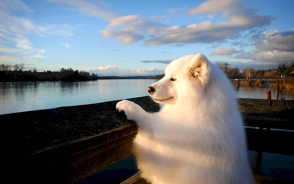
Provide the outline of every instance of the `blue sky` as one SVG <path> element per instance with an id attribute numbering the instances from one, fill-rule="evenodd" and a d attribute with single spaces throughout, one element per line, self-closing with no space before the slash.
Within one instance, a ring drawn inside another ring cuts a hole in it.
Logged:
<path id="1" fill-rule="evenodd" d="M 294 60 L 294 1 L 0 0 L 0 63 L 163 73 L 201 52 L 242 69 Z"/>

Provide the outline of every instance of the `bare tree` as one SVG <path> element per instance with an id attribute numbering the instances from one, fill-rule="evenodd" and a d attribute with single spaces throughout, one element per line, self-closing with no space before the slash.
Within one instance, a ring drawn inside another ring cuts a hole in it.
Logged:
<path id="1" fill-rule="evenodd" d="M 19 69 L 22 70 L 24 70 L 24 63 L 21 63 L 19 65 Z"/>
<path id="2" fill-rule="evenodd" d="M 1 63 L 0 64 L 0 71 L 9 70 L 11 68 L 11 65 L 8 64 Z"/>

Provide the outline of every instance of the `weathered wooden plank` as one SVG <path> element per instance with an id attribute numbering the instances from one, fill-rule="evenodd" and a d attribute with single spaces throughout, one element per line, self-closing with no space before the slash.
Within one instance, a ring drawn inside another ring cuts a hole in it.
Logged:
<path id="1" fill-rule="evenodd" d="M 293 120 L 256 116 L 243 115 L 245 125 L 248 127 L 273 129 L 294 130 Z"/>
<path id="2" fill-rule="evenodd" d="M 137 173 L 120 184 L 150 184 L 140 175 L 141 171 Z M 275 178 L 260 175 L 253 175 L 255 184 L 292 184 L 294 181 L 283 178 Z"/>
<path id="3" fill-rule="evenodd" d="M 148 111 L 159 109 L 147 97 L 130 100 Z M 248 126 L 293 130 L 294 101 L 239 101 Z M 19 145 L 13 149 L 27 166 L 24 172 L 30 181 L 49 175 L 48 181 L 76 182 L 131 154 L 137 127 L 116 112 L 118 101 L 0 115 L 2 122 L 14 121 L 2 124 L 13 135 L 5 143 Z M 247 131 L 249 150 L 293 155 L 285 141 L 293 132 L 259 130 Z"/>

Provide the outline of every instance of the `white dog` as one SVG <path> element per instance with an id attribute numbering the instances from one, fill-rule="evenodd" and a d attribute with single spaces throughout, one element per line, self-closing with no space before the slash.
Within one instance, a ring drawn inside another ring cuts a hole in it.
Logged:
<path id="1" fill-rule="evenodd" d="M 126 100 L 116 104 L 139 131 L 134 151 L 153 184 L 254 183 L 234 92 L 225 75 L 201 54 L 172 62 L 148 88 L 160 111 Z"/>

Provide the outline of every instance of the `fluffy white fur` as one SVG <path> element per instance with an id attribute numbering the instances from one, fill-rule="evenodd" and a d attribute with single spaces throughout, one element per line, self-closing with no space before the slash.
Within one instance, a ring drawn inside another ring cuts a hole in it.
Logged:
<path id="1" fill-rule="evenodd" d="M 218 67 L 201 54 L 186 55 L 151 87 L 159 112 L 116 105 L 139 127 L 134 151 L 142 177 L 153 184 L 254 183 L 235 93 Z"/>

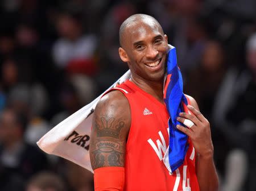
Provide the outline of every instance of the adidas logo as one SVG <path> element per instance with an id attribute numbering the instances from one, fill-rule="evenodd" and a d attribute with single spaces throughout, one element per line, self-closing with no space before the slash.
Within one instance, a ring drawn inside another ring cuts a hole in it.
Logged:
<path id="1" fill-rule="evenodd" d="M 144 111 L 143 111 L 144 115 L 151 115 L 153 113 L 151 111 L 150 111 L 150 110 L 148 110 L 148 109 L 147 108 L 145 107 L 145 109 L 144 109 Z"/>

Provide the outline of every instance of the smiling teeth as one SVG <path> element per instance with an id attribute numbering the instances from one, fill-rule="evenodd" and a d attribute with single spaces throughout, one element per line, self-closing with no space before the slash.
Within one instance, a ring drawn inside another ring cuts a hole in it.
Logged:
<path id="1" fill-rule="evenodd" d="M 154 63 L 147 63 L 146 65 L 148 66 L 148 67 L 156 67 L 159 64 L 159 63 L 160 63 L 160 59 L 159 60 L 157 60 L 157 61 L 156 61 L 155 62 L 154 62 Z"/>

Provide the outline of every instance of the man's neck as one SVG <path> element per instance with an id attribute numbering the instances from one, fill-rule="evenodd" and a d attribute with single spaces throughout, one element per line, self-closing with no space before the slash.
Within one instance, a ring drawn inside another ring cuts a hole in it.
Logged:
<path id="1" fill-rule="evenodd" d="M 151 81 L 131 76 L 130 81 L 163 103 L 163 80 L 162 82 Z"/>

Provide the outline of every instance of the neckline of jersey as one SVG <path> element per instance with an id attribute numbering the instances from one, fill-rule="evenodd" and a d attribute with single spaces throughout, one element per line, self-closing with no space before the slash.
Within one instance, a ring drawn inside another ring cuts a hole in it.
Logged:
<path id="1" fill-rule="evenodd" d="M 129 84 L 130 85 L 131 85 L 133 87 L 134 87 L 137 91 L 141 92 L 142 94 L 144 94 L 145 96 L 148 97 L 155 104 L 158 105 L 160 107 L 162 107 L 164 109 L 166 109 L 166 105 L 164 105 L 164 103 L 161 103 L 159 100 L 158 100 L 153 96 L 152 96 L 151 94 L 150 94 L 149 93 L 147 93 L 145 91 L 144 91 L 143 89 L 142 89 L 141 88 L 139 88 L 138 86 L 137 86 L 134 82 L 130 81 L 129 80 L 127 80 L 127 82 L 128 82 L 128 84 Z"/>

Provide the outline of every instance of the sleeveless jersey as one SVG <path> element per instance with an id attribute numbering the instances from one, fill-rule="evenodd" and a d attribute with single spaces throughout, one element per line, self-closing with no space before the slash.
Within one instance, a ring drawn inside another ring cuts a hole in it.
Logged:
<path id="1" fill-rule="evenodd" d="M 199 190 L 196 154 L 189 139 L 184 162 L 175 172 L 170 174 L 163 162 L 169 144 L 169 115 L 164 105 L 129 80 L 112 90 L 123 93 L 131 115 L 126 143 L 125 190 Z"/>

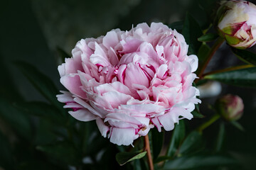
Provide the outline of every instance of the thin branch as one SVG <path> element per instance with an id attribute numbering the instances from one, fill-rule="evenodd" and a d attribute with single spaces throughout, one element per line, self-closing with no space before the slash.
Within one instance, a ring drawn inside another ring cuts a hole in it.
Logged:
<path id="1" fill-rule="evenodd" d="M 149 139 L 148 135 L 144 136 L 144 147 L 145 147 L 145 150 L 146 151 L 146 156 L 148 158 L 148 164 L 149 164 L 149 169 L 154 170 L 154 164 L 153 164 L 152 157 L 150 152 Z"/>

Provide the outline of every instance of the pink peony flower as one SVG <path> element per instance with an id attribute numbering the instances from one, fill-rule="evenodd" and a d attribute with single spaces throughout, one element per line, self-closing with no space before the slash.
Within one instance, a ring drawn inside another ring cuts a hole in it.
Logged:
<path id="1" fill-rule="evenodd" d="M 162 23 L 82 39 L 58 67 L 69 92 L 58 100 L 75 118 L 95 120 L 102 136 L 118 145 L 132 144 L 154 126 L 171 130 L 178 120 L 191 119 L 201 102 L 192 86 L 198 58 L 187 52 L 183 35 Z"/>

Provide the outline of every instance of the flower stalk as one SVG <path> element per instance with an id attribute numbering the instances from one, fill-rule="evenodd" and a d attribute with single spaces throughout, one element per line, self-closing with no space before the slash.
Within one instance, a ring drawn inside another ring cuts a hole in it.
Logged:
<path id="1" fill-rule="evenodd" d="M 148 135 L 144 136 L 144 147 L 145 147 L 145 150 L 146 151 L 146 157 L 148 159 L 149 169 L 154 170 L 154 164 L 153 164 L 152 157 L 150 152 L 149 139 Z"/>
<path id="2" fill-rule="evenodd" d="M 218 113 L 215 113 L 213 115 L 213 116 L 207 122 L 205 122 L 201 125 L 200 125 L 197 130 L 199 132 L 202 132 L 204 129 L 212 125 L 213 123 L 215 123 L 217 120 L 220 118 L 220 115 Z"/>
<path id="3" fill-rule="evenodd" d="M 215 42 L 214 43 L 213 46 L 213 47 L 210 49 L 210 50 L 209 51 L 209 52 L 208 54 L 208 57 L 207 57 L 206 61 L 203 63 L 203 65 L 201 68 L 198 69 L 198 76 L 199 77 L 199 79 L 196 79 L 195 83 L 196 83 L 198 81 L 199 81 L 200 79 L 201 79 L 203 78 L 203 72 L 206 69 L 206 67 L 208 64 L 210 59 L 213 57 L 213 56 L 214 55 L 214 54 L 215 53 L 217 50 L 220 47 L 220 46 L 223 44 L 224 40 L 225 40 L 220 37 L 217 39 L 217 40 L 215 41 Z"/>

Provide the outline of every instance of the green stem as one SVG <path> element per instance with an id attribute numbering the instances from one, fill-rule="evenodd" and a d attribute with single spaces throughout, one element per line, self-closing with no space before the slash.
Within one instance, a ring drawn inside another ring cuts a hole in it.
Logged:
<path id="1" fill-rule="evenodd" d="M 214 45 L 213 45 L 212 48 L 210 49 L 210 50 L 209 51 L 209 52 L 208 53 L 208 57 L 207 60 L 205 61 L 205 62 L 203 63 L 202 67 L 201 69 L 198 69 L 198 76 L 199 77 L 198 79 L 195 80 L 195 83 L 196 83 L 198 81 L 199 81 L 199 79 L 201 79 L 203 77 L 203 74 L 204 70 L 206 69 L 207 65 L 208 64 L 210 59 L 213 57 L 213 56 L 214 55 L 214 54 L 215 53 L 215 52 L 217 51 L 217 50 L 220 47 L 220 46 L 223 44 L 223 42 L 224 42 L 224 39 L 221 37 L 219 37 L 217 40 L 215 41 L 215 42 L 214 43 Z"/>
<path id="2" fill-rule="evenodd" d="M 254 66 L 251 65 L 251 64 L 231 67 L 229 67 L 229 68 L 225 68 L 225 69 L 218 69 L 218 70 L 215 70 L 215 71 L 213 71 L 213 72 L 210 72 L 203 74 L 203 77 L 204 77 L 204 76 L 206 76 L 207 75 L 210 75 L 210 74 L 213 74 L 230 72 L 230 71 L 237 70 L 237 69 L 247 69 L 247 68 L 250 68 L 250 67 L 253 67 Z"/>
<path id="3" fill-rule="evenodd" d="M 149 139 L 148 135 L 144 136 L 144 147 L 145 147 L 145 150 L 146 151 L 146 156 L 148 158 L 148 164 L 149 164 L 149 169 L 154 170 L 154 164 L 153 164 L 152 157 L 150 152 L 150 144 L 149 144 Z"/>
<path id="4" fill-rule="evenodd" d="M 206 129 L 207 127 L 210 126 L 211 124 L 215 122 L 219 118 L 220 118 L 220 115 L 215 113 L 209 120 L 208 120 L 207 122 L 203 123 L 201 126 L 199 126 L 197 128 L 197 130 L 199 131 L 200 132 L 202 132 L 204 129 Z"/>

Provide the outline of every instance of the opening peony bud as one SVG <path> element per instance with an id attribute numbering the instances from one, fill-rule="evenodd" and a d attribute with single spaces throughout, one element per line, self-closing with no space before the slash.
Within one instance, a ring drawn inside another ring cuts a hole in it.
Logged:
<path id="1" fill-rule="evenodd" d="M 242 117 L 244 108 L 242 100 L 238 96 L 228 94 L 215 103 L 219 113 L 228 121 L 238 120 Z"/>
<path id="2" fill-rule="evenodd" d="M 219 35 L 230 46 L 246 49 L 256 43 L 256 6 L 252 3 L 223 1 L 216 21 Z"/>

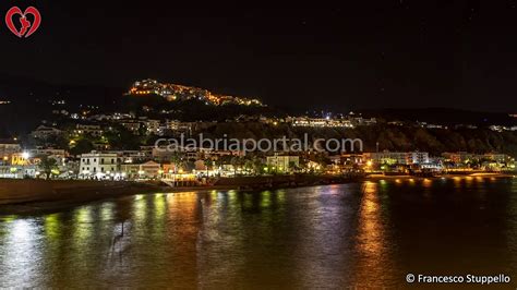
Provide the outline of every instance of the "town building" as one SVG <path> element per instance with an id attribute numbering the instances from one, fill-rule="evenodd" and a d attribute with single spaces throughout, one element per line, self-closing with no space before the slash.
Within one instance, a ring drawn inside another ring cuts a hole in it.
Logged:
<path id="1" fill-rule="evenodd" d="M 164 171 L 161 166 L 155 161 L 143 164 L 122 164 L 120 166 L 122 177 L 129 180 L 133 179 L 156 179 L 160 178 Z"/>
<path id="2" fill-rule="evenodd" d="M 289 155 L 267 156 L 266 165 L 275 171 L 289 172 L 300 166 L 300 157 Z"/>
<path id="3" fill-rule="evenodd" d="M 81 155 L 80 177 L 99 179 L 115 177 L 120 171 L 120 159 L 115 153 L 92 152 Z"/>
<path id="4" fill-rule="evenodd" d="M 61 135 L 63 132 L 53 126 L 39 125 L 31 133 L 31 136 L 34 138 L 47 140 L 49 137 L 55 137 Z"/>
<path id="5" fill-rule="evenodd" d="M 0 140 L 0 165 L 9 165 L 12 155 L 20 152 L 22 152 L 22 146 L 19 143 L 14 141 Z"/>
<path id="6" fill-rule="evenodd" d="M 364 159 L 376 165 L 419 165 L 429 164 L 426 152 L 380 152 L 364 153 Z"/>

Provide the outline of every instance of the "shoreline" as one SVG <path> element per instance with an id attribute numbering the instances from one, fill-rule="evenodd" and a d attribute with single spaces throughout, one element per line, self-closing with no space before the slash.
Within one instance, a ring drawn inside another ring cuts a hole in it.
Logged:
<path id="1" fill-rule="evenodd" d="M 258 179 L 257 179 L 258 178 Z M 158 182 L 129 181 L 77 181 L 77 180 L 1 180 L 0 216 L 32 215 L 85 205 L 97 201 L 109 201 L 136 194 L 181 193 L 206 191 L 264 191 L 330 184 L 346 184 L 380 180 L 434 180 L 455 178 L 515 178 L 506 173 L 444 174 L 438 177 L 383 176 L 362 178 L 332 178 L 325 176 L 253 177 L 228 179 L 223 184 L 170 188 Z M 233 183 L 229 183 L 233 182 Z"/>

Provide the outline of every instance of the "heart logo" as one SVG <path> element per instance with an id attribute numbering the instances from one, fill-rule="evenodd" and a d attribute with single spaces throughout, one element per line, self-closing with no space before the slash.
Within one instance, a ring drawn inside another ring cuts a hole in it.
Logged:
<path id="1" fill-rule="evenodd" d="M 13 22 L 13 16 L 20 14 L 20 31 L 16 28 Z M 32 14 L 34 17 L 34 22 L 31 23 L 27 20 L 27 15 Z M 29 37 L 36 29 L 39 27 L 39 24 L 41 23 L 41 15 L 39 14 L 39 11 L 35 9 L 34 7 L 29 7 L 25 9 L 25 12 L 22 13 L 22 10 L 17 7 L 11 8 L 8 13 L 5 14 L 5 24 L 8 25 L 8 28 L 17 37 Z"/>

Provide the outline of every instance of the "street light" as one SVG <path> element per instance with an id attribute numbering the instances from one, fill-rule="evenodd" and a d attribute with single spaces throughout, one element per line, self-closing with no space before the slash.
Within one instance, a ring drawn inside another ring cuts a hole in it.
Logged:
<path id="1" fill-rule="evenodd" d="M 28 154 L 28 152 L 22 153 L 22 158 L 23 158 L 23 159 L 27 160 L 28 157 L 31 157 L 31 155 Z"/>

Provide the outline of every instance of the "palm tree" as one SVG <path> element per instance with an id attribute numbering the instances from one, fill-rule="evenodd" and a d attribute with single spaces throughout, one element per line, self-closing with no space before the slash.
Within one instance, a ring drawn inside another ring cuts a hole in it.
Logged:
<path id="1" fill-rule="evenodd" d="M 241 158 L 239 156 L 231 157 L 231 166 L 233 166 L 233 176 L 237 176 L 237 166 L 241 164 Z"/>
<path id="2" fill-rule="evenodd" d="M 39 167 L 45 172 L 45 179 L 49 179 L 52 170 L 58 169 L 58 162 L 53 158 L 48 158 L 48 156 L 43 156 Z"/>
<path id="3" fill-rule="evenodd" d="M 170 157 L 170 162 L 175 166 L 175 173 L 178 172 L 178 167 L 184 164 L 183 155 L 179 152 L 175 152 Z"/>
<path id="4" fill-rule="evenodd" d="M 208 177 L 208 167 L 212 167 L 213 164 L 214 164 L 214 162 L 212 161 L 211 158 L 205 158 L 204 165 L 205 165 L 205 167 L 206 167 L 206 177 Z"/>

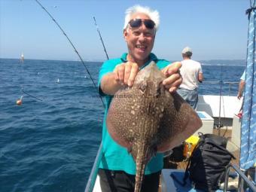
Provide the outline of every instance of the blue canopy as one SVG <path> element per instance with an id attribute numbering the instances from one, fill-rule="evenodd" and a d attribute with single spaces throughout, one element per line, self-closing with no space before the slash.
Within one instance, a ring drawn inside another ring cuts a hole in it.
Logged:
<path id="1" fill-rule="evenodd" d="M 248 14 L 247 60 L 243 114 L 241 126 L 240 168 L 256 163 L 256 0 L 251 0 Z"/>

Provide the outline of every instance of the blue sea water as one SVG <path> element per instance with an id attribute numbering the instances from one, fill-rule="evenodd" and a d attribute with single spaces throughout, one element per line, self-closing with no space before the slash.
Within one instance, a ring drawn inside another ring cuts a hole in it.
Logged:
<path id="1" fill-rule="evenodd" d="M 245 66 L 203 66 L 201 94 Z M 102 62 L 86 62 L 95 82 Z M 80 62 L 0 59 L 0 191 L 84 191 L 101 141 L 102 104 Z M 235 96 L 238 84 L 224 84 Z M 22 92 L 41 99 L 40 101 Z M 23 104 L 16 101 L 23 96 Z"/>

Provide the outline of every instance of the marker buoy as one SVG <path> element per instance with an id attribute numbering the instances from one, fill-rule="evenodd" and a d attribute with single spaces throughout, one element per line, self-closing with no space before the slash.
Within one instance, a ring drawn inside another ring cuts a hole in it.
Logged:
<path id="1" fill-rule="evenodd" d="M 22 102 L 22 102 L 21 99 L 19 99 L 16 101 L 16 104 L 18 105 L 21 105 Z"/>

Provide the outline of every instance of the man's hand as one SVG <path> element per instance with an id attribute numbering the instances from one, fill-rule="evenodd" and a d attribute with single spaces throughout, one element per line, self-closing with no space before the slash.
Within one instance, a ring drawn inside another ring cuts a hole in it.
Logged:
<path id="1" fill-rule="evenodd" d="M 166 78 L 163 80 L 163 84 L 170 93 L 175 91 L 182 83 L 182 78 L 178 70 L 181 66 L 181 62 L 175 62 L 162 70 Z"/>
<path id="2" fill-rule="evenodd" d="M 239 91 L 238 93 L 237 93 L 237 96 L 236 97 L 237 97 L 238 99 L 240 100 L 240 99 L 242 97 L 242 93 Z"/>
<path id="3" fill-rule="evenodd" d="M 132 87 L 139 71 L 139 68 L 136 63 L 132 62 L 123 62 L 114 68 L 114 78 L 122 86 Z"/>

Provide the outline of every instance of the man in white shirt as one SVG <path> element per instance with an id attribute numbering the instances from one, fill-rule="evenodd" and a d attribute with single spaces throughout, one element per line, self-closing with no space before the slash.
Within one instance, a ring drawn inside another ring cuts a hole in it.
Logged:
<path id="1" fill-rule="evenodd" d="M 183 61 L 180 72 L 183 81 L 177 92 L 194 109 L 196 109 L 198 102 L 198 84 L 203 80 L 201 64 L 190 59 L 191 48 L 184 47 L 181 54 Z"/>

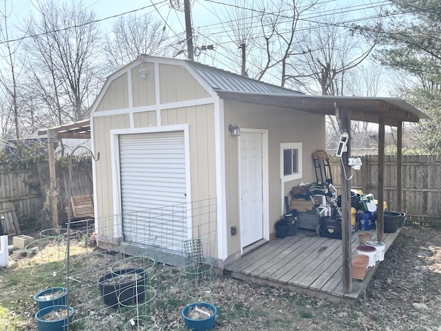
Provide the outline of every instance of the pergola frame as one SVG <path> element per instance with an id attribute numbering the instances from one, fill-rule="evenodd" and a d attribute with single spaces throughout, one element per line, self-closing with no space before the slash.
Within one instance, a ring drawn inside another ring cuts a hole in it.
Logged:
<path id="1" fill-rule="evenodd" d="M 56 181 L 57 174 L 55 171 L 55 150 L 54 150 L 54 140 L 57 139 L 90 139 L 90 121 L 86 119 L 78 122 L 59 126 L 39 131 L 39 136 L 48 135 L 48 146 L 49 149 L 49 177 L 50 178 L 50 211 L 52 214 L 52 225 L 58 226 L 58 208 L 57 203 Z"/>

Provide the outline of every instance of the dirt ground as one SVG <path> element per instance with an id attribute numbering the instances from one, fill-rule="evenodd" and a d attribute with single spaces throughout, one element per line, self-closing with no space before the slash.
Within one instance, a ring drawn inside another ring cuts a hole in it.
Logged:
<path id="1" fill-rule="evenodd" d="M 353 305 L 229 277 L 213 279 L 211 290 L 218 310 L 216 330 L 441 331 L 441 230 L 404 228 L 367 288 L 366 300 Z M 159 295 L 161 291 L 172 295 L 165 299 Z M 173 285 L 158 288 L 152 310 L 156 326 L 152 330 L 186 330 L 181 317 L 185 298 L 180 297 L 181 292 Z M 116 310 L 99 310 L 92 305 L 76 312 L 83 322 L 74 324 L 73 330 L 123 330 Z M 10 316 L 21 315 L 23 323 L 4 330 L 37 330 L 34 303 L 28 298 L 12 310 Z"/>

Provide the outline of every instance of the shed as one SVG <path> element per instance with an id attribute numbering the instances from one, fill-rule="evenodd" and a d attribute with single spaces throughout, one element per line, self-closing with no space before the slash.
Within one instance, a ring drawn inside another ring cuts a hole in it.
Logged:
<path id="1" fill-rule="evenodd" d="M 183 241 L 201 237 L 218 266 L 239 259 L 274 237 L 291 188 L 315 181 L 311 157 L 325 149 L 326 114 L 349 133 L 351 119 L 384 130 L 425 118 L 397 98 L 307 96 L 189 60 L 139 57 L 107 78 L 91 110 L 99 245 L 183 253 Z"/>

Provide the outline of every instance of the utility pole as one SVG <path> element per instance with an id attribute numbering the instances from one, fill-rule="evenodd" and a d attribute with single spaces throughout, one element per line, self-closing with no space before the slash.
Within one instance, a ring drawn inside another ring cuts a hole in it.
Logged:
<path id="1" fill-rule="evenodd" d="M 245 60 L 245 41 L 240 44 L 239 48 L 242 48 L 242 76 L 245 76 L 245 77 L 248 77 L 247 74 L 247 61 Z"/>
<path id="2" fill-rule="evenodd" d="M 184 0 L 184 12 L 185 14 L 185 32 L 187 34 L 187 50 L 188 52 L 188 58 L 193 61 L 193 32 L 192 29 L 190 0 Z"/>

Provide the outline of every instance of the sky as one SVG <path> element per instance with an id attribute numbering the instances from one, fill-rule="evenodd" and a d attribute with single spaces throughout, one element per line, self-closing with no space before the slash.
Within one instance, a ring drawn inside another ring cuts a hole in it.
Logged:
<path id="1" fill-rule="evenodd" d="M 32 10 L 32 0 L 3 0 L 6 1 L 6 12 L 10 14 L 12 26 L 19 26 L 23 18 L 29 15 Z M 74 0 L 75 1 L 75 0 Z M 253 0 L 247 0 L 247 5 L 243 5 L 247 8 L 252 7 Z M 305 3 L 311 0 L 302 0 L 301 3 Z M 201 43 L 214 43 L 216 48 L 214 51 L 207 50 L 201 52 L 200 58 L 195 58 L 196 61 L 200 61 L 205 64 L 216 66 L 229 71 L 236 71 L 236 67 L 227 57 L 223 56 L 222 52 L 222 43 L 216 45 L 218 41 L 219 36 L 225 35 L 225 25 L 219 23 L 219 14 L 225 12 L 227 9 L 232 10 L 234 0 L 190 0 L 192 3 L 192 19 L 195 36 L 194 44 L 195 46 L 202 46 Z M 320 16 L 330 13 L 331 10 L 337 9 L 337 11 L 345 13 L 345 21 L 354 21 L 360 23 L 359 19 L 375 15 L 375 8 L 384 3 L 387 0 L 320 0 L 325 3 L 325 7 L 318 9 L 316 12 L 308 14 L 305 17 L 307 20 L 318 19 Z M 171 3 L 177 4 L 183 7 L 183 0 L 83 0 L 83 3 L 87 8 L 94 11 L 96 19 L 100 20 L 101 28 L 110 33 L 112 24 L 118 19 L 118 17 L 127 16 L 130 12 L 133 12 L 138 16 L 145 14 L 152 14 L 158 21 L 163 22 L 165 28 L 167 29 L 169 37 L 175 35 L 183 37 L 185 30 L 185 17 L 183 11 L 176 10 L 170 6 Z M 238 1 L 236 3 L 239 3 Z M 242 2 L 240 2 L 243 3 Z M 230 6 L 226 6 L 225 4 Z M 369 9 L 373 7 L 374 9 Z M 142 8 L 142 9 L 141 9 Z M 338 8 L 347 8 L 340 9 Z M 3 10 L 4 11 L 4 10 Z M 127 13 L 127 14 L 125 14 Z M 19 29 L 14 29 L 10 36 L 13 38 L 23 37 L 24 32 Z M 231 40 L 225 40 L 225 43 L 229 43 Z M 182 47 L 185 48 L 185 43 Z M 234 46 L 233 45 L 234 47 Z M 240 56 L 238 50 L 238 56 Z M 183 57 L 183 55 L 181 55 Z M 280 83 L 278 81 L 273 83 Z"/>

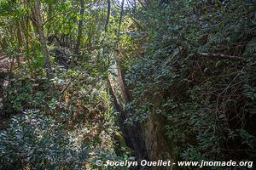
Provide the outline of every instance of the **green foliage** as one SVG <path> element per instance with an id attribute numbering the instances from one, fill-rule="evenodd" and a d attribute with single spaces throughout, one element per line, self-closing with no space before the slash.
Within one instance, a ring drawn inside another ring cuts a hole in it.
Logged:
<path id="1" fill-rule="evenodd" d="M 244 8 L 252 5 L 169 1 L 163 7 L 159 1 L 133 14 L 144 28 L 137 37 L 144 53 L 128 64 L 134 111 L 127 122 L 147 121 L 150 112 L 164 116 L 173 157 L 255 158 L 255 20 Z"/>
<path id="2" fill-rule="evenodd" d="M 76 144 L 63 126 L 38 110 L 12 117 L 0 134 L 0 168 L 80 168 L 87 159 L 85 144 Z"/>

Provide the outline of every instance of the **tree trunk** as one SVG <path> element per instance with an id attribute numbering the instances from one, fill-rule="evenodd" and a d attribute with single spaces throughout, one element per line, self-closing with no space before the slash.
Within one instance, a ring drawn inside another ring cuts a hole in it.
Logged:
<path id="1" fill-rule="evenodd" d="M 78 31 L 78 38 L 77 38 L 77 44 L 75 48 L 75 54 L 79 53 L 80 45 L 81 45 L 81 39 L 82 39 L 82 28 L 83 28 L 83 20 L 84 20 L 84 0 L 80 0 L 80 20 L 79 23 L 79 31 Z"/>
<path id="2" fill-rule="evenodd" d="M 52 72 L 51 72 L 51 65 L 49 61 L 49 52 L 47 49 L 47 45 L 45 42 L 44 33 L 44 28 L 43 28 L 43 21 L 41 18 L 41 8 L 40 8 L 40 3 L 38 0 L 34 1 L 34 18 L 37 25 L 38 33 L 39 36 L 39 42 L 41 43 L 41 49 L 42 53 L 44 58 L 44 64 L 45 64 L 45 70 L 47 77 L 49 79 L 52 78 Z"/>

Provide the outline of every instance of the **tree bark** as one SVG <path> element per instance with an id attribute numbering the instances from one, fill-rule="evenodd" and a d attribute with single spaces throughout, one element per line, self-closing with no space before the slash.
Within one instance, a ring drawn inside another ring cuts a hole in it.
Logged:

--- --- ---

■ **The request**: Please repeat the records word for word, starting at the line that contains "Provide the outline of every instance of the **tree bark**" and continuing through the end of the records.

■ **Exercise response**:
Provide the outline of every instance of the **tree bark** as one SVG <path> element per instance with an id attribute numbering the instances from one, fill-rule="evenodd" and a d attribute with single spaces throughout, one element per line, self-closing with no space before the slash.
Within one instance, a ring drawn inside another ring cuts a hole in it.
Logged:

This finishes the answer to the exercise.